Document segment>
● ● ● ● ●
Ever since the moon landing mission of ISRO failed, Misra's Facebook posts started gaining popularity.
His September 11 post "Fifteen Minutes of Terror - Vikram Lander's planned operations" and September 20 post "Space Technology is not Rocket Science", gained a lot of media attention.
"The Sep 20 post was all about leadership quality and nothing more than that. There was no malice," Misra said
"Being not much skillful in handling skewed interpretation of my certain post, meant for sharing my small experiences with common people, I was taken aback by certain news reports, which gave a slant and spin to this post and linked it to certain current happenings," Misra said in his post on Tuesday.
"But I must appreciate Indian media not biting the bait and coming out in defence of correct interpretation.
"What was astounding is that, common people were extremely appreciative of my posts and they could see through the intent behind such skewed interpretations," he added.
"After all, you cannot hide a cadaver for long. Untruth starts emanating stench faster than a cadaver," Misra said.
According to Misra's post, once a machine is sent to space it cannot be accessed to carry out corrective measures.
● ● ● ● ●
Activity> Continue the report above on Misra's Facebook posts, starting after its last sentence. The lines after this note come from a different source.

Supplied entries>
● ● ● ● ●
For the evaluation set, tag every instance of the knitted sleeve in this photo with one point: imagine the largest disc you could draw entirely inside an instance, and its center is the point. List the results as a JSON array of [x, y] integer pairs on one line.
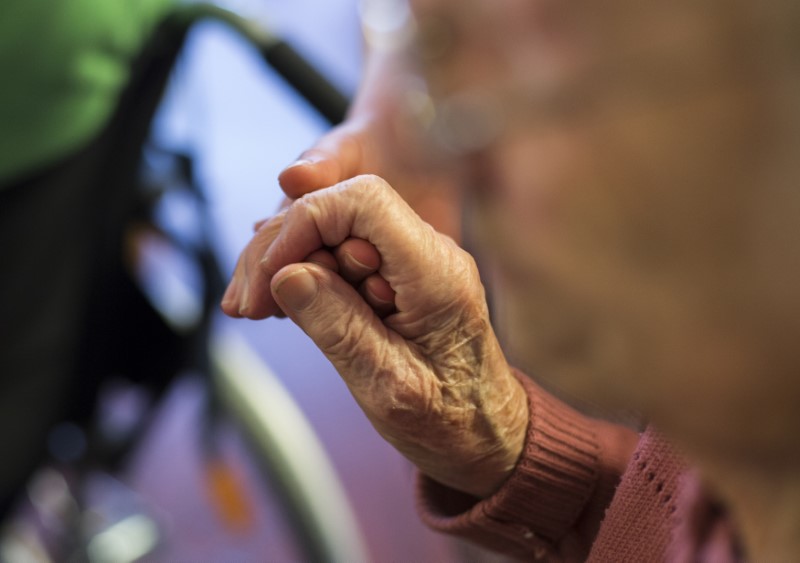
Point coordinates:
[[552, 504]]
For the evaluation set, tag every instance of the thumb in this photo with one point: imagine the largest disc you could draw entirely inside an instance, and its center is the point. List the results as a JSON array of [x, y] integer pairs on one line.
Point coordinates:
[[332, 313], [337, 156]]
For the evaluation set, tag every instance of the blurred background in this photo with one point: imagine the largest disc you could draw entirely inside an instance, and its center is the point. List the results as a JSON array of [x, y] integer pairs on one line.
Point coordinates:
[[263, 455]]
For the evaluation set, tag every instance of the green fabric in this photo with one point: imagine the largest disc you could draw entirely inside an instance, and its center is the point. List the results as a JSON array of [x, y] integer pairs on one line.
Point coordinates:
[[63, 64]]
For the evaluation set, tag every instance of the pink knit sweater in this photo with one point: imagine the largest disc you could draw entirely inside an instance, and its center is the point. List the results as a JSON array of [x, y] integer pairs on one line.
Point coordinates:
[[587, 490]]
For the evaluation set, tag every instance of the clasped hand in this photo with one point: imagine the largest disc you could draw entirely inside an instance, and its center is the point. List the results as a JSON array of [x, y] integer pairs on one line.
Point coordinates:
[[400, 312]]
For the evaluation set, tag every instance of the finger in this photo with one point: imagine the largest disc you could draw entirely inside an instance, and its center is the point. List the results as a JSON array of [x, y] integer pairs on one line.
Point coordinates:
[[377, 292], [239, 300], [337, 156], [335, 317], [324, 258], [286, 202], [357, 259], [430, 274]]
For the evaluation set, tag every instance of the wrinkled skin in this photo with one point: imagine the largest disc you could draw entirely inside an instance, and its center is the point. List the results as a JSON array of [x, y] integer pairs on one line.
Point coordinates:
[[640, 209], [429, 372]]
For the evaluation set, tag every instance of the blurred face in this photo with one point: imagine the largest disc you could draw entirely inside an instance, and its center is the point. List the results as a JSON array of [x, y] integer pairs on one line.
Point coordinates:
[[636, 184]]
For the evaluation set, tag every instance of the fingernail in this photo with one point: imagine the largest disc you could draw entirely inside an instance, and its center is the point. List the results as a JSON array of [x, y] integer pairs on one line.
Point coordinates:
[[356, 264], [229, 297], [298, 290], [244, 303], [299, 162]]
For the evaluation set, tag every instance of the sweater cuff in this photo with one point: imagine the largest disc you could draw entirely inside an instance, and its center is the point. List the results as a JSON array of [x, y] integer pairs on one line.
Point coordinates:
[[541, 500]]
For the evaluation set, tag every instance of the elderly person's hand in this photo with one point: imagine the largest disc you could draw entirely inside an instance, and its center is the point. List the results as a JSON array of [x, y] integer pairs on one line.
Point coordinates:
● ● ● ● ●
Answer for the task>
"You must be able to imagine all possible behaviours of spacecraft in space, in harsh and unforgiving environment. So, we have to test it in all possible imaginable conditions," he said.
Pointing out the importance of imagining varied situations Misra said space related development should not be hurried through.
He said gestation period is important for space projects.
"It should be well thought of, well debated, tested and simulated for worst and best possible cases of imagination. So, when space hardware fails, more often than not, it failed in a failure condition which we could not imagine. Usually hardware never fails, but engineers behind it fail," Misra said.
"The vision and power of a person determines his leadership quality," Misra told IANS and said that his post in no way critical of ISRO leadership.
"Leadership determines the backbone of an institution. All successful institutions have one thing in common: they choose a leader who built some thing new, chosen an untrodden path, building a new one," Misra, who played a key role in the design and development of C-band Synthetic Aperture Radar (SAR) of RISAT-1 satellite, said.
According to Misra, a person becomes a complete leader when he passes through the stages of being ignored and ridiculed for new ideas, proves his point and adds value to his institution and society at large.
"When you see a sudden spurt in emphasis on adhering to rules, sudden increase in paper work, frequent meetings, unwinding discussions, you surely know leadership is becoming rare material in your institution. Institutions do not evolve with time as they stop innovating. Ultimately, they become living fossil, footnote in history," he added.
Misra said he is inspired by medical professionals in the case of a failure who show interest in knowing how a person contracted a disease.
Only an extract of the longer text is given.